• Prompt 1: Reproduce word for word the part of the court opinion between "See generally Tenn." and "Annotated § 33-7-303.", inclusive.
• Prompt 2: Decide whether each statement agrees with the court opinion, answering yes or no and quoting the deciding words: (a) the Defendant had been hospitalized for mental illness more than once before his arrest; (b) three mental health professionals testified about the Defendant's mental state; (c) the court affirmed the trial court's judgment.

• Reading passage:
*-*-*

After a thorough review of the record, we conclude that the Defendant proved by clear and
convincing evidence that he was insane at the time of the offense. The record is virtually void of any
evidence that the Defendant was sane at the time of the stabbing. It is undisputed that the Defendant
was hospitalized for mental illness on several occasions before his arrest in this case. Furthermore,
two qualified mental health professionals gave uncontroverted and unimpeached testimony
indicating that the Defendant was unable to appreciate the wrongfulness of his acts at the time of the
crime as a result of a severe mental disease or defect. Our review reveals neither sufficient lay
testimony nor sufficient expert testimony concerning the Defendant’s mental state at or near that
time of the stabbing that would justify rejection of the insanity defense. Because we conclude that
a rational trier of fact could only find that the Defendant, at the time of the stabbing, was unable to
appreciate the wrongfulness of his act as a result of a severe mental disease, we find that the defense
of insanity was established by clear and convincing evidence. See State v. Flake, No. W2000-
01131-CCA-MR3-CD, 2001 Tenn. Crim. App. LEXIS 517, at *16 (Tenn. Crim. App., Jackson, July
13, 2001). In reaching our conclusion, we are mindful that all factual issues and the weight to be
given evidence are within the purview of the trier of fact. See Buggs, 995 S.W.2d at 105; Matthews,
805 S.W.2d at 779; Liakas, 256 S.W.2d at 859. However, because we conclude, after viewing the
evidence in a light most favorable to the State, that a rational trier of fact could only find that
insanity has been established by clear and convincing evidence, we may not sustain a guilty verdict.
See generally Tenn. R. App. P. 13(e); Jackson, 443 U.S. at 319.
Accordingly, we REVERSE the judgment of the trial court, MODIFY the judgment to “Not
Guilty by Reason of Insanity,” and REMAND the case to the trial court for further proceedings
pursuant to Tennessee Code Annotated § 33-7-303.

*-*-*

• Data:
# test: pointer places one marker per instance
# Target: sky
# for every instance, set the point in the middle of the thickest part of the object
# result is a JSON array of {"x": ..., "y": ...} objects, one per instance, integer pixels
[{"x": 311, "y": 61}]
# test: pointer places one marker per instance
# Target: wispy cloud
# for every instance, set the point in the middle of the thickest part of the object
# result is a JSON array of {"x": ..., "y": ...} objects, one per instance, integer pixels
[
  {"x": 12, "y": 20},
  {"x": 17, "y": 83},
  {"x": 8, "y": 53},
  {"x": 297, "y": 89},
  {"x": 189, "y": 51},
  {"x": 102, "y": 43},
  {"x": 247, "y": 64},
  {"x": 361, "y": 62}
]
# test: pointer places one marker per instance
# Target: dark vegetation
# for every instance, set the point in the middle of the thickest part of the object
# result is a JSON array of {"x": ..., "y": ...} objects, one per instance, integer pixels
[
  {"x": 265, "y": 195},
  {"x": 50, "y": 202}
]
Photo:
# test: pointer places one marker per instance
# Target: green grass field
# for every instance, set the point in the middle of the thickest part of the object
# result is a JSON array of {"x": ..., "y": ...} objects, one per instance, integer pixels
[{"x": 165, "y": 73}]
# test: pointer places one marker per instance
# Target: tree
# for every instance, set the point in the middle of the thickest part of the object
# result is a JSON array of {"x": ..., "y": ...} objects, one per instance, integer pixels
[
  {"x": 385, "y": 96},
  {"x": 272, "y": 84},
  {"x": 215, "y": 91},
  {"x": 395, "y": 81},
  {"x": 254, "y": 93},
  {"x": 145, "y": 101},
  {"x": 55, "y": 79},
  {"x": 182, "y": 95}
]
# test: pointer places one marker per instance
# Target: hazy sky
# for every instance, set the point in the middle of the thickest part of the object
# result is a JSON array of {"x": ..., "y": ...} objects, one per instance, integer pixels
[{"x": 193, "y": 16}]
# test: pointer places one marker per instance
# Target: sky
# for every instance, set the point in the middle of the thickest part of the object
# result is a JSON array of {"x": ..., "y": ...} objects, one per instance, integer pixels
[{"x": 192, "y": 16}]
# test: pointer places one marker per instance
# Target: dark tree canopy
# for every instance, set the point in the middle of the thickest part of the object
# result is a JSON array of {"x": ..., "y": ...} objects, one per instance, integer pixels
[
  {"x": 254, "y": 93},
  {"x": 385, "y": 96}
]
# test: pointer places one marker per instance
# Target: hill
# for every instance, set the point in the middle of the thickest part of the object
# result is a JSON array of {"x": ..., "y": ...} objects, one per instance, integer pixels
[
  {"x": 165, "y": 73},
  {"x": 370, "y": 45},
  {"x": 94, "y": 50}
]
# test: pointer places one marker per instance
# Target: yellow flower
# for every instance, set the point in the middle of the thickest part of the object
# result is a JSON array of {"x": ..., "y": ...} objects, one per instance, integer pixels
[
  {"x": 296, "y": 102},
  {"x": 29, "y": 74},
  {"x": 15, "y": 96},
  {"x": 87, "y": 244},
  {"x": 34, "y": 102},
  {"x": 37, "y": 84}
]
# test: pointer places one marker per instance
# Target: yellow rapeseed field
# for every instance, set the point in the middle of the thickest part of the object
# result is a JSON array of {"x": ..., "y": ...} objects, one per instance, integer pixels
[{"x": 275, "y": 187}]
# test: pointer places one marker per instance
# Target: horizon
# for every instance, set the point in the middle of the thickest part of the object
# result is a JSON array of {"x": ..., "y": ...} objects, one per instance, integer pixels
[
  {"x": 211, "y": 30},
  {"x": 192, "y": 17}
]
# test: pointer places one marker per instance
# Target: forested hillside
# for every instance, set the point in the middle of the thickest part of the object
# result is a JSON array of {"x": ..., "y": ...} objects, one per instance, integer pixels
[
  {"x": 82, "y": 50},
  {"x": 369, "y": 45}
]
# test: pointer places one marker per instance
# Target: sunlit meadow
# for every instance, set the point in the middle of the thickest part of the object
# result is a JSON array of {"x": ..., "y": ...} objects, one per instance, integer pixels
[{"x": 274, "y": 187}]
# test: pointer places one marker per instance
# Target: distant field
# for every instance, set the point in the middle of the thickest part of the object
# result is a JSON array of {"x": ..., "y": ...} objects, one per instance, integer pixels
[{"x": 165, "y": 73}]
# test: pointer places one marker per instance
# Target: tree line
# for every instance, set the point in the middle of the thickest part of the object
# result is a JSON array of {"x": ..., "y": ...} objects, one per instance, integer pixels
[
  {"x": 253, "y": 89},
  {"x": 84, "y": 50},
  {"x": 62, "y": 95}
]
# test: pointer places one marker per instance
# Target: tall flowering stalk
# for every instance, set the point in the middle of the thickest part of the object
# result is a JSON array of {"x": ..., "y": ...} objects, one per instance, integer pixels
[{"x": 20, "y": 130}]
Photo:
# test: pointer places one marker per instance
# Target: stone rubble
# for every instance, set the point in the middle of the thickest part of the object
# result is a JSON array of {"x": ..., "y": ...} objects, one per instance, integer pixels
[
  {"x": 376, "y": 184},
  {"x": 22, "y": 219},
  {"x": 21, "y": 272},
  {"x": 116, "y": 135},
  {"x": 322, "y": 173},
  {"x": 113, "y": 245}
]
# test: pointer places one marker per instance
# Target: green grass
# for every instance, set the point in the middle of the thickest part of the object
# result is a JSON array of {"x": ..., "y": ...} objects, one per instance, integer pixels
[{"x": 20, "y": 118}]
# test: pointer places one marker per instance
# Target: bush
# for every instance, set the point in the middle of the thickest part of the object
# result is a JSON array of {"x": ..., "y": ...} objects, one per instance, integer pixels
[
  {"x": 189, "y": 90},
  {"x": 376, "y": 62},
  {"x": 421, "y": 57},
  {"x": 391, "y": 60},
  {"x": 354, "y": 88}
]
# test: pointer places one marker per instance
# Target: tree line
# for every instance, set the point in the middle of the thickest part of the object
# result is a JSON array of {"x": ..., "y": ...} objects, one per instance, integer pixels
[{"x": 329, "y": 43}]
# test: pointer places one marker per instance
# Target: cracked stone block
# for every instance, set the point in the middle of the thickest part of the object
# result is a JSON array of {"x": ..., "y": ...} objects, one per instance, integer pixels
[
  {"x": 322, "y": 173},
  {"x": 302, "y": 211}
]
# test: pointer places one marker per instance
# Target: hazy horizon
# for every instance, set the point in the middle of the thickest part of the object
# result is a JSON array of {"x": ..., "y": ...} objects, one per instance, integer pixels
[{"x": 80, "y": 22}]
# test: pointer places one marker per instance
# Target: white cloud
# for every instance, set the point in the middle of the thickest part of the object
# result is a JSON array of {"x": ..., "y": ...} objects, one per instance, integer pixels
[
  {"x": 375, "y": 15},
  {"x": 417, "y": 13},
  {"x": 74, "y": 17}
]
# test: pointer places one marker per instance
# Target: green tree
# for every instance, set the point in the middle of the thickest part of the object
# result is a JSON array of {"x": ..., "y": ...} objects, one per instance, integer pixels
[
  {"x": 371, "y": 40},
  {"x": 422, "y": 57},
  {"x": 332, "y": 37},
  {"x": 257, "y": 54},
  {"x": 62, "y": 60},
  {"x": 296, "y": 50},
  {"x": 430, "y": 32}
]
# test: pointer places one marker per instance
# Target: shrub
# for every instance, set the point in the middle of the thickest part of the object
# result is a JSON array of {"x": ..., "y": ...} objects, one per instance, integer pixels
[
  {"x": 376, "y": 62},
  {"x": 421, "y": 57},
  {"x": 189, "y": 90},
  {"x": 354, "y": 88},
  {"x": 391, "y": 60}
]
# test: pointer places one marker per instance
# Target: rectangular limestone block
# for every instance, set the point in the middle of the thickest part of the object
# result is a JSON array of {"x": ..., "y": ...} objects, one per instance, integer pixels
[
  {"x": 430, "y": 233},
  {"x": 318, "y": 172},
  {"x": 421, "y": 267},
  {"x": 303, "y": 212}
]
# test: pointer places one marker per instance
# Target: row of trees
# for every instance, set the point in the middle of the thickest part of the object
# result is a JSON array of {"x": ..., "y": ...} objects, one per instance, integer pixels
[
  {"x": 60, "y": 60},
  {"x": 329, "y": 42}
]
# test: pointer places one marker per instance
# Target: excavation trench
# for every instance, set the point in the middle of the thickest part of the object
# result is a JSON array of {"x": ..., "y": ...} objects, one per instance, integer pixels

*-*-*

• Result 1:
See generally Tenn. R. App. P. 13(e); Jackson, 443 U.S. at 319.
Accordingly, we REVERSE the judgment of the trial court, MODIFY the judgment to “Not
Guilty by Reason of Insanity,” and REMAND the case to the trial court for further proceedings
pursuant to Tennessee Code Annotated § 33-7-303.

• Result 2:
(a) Yes: "It is undisputed that the Defendant was hospitalized for mental illness on several occasions before his arrest in this case."
(b) No: "two qualified mental health professionals gave uncontroverted and unimpeached testimony"
(c) No: "we REVERSE the judgment of the trial court"